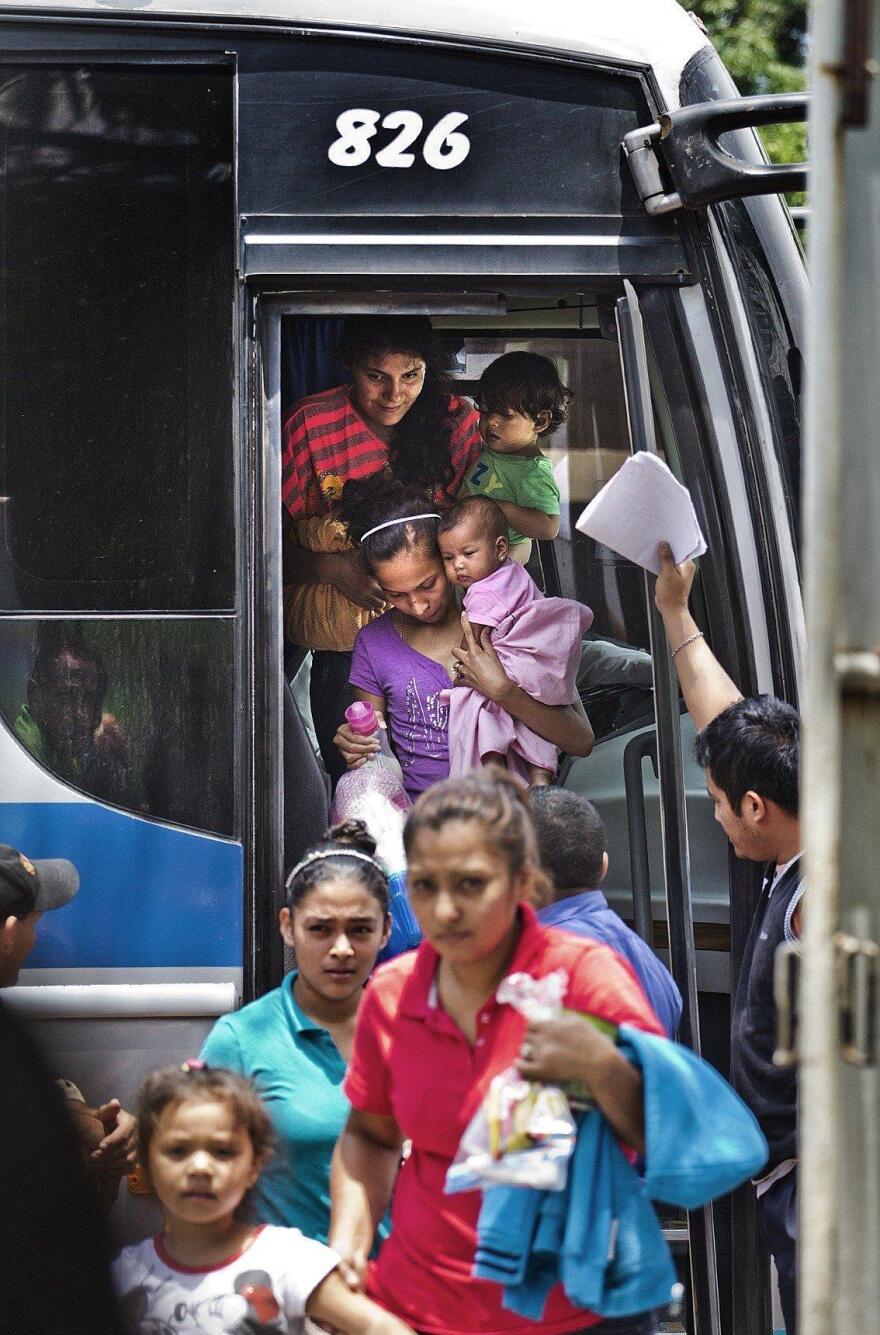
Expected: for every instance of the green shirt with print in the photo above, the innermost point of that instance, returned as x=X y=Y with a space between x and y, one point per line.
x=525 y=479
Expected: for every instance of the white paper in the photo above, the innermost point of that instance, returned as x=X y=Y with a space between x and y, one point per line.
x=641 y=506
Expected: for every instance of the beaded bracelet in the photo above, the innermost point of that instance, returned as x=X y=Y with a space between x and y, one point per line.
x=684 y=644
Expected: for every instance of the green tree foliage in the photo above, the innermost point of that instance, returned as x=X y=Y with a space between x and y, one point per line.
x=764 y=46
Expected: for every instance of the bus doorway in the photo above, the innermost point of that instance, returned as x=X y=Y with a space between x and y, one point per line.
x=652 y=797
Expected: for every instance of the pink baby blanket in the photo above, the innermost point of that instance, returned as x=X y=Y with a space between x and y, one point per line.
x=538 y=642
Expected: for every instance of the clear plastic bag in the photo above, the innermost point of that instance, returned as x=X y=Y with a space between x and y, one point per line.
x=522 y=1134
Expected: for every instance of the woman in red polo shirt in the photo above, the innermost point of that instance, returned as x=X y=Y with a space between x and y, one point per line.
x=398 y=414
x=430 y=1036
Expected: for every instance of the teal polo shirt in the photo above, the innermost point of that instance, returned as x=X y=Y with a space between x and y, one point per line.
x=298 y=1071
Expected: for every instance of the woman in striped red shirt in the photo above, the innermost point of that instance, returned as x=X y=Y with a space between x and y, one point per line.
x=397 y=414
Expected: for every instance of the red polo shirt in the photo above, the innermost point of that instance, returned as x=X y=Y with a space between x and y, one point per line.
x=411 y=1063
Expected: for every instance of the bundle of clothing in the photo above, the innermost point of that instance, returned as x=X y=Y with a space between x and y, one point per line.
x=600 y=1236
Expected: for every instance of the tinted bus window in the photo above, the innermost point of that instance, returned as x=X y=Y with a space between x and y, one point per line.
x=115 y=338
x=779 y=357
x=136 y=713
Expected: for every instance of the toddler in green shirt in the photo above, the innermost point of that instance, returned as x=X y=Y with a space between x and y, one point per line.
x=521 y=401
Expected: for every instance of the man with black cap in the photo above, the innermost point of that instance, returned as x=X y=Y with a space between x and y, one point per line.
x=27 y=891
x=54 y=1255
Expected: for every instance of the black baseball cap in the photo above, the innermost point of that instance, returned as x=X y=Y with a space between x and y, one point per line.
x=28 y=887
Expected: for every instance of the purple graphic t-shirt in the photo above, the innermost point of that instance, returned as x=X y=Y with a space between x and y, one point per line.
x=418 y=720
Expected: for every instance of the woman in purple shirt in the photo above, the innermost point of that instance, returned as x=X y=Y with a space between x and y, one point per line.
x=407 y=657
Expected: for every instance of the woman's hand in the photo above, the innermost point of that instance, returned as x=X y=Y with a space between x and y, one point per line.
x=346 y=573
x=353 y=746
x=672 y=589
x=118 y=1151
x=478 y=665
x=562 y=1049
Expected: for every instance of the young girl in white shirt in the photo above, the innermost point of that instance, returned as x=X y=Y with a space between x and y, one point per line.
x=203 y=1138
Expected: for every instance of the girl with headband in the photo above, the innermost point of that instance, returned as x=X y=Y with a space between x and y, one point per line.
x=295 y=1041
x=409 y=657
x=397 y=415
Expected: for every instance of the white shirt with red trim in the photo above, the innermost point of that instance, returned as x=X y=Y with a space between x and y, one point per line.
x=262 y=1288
-=-=-=-=-
→ **TASK**
Would you transcribe each of the entries exactly, skipping the pictures?

→ **RESPONSE BELOW**
Expected: for every instance of the green shirt with print in the photo above, the innermost point of that instance, returned as x=X y=Y with a space between x and y, one point per line.
x=525 y=479
Expected: for every instance of the white paper in the photo above, the innermost point of that instance, returned as x=X y=Y with a space between x and y, one point per line.
x=641 y=506
Expected: for every instance of the beaded bracelet in the photo above, the innermost point of that instance, returned as x=X y=Y with a space between x and y, one point per line.
x=684 y=644
Expected: for every instance of the green tree foliage in the photo above, the innermost point of that instance, returned as x=X y=Y with a space between x and y, one point per line.
x=764 y=46
Expected: for every instance of the bus doorway in the photo above, the innermost point of that instance, returned as x=X y=Y with a space between x and y, one point per line.
x=652 y=797
Expected: for every instance of the pink baby blanket in the photo above, the innermost point of that instance, returned as x=X y=Y with a space between x and y, one point per line.
x=538 y=642
Expected: for every instance of the clear plastic bag in the photo above, the innermost point of that instance, returned as x=X y=Y with a space between x and y, one point per line.
x=522 y=1134
Expected: for every instance of the woman in red polo shirt in the photo above, the innermost point of that instance, returned as x=X y=Y with a space between x and y, one point per line.
x=398 y=414
x=430 y=1036
Expected: for every instance of the teal polo shirt in the photo above, the innermost point of that instance, returned as x=X y=Y with a space between x and y, one point per line.
x=298 y=1071
Expected: for every instance of the woman in striped red shirt in the photo above, the innermost point of that instance, returned as x=X y=Y with a space between x and y, one point per line.
x=397 y=414
Expected: for every instance of the red polo shirt in the photo above, the innermost point of that instance, returned as x=X y=Y with a space between x and y, one point per line.
x=411 y=1063
Expected: for every instance of the bundle of clothing in the photo above, the innermost point of that instance, returned as x=X y=Y with a space between x and y, one point per line.
x=600 y=1236
Expected: for every instance of the tinted bus window in the photo above, the innermost point of that instance, returned as x=X y=Y with a space between x and y, one point per line.
x=115 y=338
x=779 y=357
x=136 y=713
Expected: for every instance of the toddler in green shirt in the photo above, the innermost point of that instance, returned as x=X y=Y with a space between x and y, one point per line.
x=521 y=401
Expected: for every instance of the man with black cap in the photo above, the innermost point of that instance, returned as x=X y=Y with a space between x and y, one point per line.
x=27 y=891
x=54 y=1255
Expected: for every instance of the black baseball cap in the photo above, the innermost point of that instance, returned as x=X y=Y with a space between x and y, one point per line.
x=28 y=887
Expected: for every instance of the purple graphic t-shirt in the photo above, the innermost point of that instance, returned as x=X y=Y with a space between x and y, one point per line.
x=418 y=720
Expected: for every instance of the woman in purple shirt in the photo above, the innermost point of that instance, returned as x=X y=Y with a space between x and y, one point per line.
x=407 y=657
Expected: for every instance of the woman's hand in the photo above, the innermost point of that instance, returned as x=X y=Y with a space between x and y, one point per line.
x=346 y=573
x=353 y=746
x=672 y=589
x=118 y=1151
x=478 y=665
x=562 y=1049
Expected: for every instance of the young girl in white shirt in the photo above, the innermost point of that instance, returned as x=X y=Y with a space between x and y, one point per line.
x=203 y=1138
Expected: for every instance of the girl with headband in the photo above, the innermost point of that instance, returned as x=X y=Y with a space between x and y, one point per line.
x=295 y=1041
x=409 y=657
x=397 y=415
Expected: for every instance of the white shirt with red trim in the photo above, the innermost point of that instance, returned as x=X y=Y with a space between x and y, one point per line.
x=262 y=1288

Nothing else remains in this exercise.